**Written task**
Repeat the stretch of material from the line containing "is: utility wire" through the line containing "[129,377,144,397]", keeping both of those lines and copying every line word for word.

**Data shown**
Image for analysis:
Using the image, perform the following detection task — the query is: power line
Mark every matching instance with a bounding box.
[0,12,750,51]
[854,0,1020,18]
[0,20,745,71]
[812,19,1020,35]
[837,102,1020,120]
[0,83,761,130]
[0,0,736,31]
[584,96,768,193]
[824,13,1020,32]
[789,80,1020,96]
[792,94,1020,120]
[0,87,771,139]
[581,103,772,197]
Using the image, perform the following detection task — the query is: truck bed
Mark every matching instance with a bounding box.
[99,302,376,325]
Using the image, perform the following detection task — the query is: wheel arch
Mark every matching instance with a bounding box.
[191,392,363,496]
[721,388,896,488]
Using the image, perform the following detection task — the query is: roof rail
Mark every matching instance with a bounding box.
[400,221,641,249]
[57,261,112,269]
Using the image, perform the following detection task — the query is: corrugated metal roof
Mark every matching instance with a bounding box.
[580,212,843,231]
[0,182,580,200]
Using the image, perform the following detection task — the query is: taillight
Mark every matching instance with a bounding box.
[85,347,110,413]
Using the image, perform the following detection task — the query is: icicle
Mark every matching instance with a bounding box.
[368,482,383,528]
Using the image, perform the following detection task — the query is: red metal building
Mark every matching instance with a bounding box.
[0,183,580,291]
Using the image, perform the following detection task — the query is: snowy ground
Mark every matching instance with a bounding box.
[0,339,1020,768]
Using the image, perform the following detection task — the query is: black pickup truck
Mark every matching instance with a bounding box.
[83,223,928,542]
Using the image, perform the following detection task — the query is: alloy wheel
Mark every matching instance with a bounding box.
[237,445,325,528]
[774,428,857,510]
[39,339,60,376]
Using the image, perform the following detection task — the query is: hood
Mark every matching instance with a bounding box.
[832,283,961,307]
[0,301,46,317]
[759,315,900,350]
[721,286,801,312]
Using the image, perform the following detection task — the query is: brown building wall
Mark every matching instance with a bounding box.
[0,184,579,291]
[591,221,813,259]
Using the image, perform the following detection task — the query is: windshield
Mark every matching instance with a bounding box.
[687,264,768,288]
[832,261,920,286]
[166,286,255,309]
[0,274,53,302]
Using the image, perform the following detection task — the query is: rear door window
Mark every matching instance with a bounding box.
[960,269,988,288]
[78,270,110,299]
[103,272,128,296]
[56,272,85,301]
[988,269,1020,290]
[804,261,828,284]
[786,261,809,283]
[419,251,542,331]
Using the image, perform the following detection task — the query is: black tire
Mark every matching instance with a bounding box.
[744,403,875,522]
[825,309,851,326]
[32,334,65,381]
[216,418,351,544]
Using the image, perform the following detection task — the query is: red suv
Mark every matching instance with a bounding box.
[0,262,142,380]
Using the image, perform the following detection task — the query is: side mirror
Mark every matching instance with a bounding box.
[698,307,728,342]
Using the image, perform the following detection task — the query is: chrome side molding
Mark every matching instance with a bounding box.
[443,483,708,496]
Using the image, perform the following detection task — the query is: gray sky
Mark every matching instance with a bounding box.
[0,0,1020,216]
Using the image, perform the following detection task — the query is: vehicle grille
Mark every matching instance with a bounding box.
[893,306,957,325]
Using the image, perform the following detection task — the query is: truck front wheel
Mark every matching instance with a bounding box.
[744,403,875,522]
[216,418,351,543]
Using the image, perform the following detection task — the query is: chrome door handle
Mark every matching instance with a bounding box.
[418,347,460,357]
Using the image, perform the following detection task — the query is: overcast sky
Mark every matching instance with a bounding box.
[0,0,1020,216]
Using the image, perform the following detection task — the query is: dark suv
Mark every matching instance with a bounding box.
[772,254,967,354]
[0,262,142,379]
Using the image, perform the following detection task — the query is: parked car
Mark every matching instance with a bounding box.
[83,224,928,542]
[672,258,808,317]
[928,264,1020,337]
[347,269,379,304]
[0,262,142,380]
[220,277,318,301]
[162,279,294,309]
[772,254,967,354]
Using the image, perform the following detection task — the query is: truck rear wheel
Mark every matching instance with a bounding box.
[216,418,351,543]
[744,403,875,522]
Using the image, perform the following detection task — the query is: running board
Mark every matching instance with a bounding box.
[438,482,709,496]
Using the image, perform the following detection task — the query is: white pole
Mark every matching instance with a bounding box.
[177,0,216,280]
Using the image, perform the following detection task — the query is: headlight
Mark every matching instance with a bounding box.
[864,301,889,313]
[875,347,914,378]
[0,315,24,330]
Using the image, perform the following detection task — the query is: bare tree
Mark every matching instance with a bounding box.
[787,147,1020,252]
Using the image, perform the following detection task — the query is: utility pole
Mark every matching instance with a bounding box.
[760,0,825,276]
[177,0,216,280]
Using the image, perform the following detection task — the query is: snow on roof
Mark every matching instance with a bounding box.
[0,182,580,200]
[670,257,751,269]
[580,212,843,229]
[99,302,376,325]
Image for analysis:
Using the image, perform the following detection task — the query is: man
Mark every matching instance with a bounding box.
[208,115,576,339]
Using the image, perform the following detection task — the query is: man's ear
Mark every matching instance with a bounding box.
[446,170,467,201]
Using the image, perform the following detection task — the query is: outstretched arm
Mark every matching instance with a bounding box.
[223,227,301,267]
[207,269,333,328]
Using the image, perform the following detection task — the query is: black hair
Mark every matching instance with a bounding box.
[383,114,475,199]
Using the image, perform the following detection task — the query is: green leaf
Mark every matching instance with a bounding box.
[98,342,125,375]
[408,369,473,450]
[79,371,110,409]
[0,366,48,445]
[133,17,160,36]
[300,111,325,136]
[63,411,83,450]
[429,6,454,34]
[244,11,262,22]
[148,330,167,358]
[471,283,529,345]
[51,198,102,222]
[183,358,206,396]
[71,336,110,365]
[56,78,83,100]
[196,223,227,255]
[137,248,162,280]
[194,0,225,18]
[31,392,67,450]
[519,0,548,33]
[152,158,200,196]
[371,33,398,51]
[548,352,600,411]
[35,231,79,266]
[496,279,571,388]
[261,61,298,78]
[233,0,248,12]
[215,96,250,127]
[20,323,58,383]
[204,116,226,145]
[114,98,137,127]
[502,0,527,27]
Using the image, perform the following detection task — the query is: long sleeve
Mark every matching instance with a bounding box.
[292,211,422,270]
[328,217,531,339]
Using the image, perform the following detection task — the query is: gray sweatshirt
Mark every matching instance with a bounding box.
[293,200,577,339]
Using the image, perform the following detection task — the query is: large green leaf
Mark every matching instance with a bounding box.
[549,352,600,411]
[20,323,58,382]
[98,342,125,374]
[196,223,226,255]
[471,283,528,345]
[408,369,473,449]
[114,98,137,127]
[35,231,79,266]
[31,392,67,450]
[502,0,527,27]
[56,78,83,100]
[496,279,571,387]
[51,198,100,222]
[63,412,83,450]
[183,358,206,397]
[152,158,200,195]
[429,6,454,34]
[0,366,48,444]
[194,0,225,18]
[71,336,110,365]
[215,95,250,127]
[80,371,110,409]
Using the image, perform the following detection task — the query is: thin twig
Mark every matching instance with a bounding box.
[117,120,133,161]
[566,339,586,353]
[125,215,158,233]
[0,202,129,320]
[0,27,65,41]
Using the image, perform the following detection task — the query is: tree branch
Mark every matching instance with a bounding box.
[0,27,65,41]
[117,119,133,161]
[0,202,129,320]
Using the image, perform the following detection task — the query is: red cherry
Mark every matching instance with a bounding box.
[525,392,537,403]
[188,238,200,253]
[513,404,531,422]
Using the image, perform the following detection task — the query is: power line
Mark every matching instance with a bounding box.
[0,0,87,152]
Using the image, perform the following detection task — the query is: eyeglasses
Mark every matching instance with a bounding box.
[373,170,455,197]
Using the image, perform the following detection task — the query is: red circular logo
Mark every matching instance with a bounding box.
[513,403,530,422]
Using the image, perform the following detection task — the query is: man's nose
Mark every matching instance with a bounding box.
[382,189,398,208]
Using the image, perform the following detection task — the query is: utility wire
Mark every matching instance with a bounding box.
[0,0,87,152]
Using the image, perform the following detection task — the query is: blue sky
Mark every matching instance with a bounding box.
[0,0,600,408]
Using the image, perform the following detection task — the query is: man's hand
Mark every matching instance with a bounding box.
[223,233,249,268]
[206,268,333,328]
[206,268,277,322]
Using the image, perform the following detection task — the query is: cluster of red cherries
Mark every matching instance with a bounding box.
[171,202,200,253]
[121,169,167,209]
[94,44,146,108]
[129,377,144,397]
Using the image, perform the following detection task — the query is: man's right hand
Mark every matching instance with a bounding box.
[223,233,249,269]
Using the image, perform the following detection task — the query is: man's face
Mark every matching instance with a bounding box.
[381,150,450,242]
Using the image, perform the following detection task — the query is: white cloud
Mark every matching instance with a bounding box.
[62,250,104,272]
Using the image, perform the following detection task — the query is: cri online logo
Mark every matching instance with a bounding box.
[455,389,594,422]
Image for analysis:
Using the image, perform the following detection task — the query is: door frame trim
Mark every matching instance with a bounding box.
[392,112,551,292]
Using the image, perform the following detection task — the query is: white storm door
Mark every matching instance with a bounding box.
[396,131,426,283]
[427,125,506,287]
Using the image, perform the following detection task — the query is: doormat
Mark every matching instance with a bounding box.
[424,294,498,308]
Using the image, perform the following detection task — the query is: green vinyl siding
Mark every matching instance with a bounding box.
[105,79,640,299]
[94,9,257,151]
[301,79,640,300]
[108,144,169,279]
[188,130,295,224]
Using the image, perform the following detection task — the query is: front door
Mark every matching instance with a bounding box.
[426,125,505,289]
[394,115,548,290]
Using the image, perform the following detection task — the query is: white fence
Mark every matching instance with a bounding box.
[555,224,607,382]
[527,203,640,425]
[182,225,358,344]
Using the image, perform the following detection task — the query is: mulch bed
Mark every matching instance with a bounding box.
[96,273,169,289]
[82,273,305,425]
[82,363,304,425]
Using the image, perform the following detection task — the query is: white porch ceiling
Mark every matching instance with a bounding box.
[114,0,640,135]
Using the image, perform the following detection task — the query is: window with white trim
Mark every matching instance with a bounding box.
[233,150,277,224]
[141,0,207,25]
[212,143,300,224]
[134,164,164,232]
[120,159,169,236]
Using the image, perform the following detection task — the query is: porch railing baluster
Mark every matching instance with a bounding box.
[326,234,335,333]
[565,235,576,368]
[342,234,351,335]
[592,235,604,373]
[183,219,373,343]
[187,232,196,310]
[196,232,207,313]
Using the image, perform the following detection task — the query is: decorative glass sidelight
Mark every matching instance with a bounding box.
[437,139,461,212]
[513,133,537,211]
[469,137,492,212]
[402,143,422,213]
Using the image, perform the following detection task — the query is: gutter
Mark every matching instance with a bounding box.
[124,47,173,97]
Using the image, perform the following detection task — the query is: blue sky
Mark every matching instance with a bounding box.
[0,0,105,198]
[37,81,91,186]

**Result**
Using the image, perform the following detection task — the query is: utility wire
Mark every matching instance with a bounding box.
[0,0,87,152]
Using the image, perform the following detection task — the query is: blue sky
Mark every matching instance with a bounding box.
[0,0,600,408]
Using the image, perform the following detection task — the query is: man's hand
Mark every matching instance with a bounding box.
[223,233,249,268]
[206,268,333,328]
[206,268,277,322]
Using the image, perform the following detection task — the query is: cluster of red cherries
Mark every matching instance with a bounding box.
[171,202,200,253]
[121,169,167,209]
[94,44,146,108]
[129,377,144,397]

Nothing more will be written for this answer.